══ Stored rows

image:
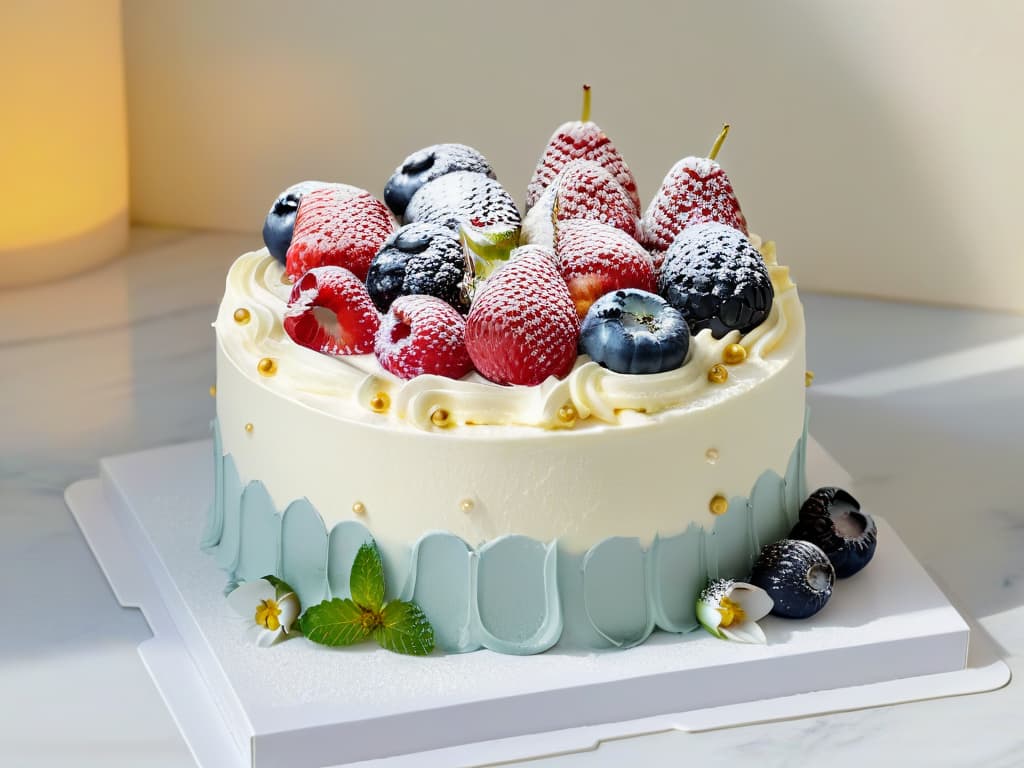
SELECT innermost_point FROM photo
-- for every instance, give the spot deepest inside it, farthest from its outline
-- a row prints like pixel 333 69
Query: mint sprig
pixel 397 626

════

### Exercise aim
Quote every line of the records above verbatim, leaving out the pictures.

### Response
image:
SELECT innermost_point FROM photo
-- for every instance, give the spot deepest inside it, farthest from its outline
-- a row prints like pixel 333 69
Query: mint sprig
pixel 397 626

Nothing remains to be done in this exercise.